WORK REQUIRED
Copy all of the records below word for word, leaving the pictures out of your answer.

INPUT ROWS
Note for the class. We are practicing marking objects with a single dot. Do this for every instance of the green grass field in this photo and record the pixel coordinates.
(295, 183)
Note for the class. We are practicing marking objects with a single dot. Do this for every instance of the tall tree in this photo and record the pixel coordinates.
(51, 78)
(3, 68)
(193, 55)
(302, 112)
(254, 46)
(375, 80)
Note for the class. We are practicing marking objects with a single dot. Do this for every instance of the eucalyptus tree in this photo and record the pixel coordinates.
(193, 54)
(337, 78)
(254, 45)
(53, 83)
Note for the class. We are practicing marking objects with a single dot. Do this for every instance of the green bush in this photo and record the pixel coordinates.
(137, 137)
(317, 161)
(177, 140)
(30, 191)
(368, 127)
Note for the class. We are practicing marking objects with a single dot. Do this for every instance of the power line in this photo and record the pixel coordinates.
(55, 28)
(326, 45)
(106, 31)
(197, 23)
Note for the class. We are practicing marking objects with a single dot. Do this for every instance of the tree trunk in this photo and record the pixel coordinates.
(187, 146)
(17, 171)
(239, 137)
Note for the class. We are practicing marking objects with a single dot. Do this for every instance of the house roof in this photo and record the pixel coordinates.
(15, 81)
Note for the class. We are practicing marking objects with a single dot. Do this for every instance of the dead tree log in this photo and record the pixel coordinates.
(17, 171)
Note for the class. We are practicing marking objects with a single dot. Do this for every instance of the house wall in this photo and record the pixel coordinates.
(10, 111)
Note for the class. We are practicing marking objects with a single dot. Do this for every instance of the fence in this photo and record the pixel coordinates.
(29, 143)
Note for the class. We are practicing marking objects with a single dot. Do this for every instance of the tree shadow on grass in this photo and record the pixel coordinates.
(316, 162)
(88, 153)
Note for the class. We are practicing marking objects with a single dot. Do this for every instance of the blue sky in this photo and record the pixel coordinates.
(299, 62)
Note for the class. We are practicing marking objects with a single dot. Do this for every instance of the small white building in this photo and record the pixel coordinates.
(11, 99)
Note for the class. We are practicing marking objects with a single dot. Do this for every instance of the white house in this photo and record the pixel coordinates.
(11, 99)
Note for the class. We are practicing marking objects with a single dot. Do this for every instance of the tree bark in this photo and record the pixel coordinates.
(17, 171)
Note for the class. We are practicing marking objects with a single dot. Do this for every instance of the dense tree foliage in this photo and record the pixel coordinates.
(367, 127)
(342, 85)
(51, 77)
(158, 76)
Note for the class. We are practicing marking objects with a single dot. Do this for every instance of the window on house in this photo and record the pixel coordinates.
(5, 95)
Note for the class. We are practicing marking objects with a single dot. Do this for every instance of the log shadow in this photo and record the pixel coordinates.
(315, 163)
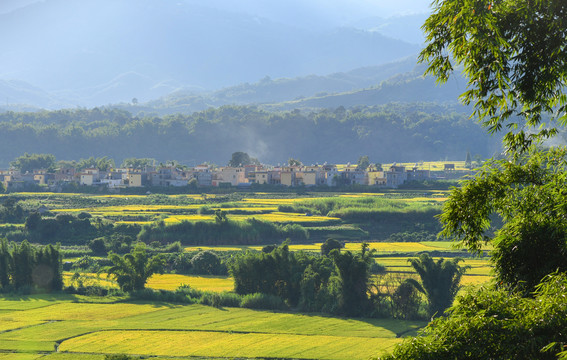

RESULT OF THE TASK
Note for the class. We are practicing marking objects with a single dot. Do this for every instance of the green grass field in this photo and record the pixel coordinates.
(295, 183)
Note for the class. We are practicing marking objects with a single dot. Do this for every instance of the tall tree in this photo and record the pixel coordinates.
(51, 78)
(3, 68)
(193, 55)
(302, 112)
(254, 46)
(375, 80)
Note for the class. We are practicing marking objects with a single dot. Do this for every instance of the eucalyptus tree in this photo and record the pixel coordinates.
(193, 54)
(337, 78)
(254, 45)
(53, 83)
Note for the class. We are practicing marking objects with a single dot. Do this for every instance of the green bush in this photo and record the pixel coordinates.
(137, 137)
(317, 161)
(177, 140)
(30, 191)
(368, 127)
Note for the class. We are practicing marking objects with a single dot. Do this for every instance of the power line in this photo and record the pixel coordinates.
(55, 28)
(326, 45)
(106, 31)
(197, 23)
Note for the class. We are practicing marking objects with a single dot. Do this for every instance of the tree trunk in this photo and record the pixel coordinates.
(187, 146)
(17, 171)
(239, 137)
Note for the class. We are practicing marking objects with a single dot. Do this for every instance of the house roof in this photo and record the pixel coordinates.
(15, 81)
Note for the class. We are practicing marking objects with a single dot. Do this for every instance of the dead tree log in this photo and record the pixel coordinates.
(17, 171)
Note for the class. We are practicing marking objects with a single dot. Do this for every instance of the house wall in this photo and record the pixel coordinates.
(10, 111)
Note for the class. We are practicing marking objects with a single dot. Do this for every instance of the fence in this photo and record the pixel coordinates.
(29, 143)
Note for the class. We are practicing marking objects with a single dot. Do this for every instance of the tree shadow on grass in this photo and record the pixel coordinates.
(316, 162)
(88, 153)
Note for the class. We are practicing marking objects with a single dot. Do this for every instance of the blue sky in this photo and record the pixel coordinates.
(299, 62)
Note for the class. We are practicing marking objects with a single dot. Do this for every instance of the small white building in this photo and record the pixel coordinates.
(11, 99)
Note for the class. We are practicing marking objects with a single dot. Do this for every instance of the white house in this photo and record the pixel coordinates.
(11, 99)
Note for the class. We are practicing marking objects with a single dot. Do this for every instance of the tree bark in this photo and record the pixel coordinates.
(17, 171)
Note for the class. We are practicing marking objects with a single dot. Do this for every instance of the dense tree foliage in this photo and record the pixel coordinates.
(367, 127)
(342, 85)
(51, 77)
(158, 76)
Note for the class. We are practicing marking objects with a single dot. Do this for every instance of the window on house in this photo and record the pixel coordinates.
(5, 95)
Note for the class. We are practicing marking objects with a single dot. Do this for every instance of the log shadow in this photo and record the pixel coordinates.
(315, 163)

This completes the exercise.